PROBLEM TO SOLVE: Filter the entries below down to the lines that hold "white".

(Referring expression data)
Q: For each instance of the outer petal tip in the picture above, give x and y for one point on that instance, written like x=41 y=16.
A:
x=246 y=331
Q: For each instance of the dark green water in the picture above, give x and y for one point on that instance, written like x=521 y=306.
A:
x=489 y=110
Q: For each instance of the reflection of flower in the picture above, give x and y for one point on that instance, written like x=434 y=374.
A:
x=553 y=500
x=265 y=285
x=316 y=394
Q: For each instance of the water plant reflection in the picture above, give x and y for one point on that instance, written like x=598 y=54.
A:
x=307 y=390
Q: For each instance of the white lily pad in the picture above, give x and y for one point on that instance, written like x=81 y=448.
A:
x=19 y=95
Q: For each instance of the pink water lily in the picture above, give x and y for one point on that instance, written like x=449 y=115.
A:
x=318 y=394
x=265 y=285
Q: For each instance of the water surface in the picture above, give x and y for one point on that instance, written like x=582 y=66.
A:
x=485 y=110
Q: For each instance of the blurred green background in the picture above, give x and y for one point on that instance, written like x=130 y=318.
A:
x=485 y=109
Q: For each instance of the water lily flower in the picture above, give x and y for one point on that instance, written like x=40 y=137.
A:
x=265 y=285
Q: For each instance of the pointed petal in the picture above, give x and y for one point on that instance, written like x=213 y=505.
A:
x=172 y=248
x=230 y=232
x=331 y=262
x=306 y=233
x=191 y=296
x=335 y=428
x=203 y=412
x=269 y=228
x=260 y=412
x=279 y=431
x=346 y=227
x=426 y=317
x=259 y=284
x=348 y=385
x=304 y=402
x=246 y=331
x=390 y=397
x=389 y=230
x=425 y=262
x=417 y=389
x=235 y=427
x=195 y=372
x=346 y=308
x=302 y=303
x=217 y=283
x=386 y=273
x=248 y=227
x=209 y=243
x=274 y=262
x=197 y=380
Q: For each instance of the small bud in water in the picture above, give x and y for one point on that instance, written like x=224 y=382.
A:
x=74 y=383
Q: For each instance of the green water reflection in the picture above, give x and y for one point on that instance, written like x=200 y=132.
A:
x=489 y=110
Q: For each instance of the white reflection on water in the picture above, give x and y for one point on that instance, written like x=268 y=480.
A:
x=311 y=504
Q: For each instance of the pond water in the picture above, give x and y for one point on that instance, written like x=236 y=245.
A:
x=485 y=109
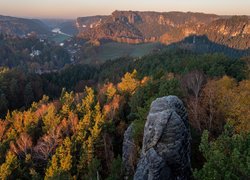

TASK OUTPUT:
Q: For each instance of the white lily pad in the picture above, give x and y for one point on that instance, written like x=81 y=448.
Q: For each instance of the white reflection on water in the picture above, give x and y for one point on that instance, written like x=268 y=480.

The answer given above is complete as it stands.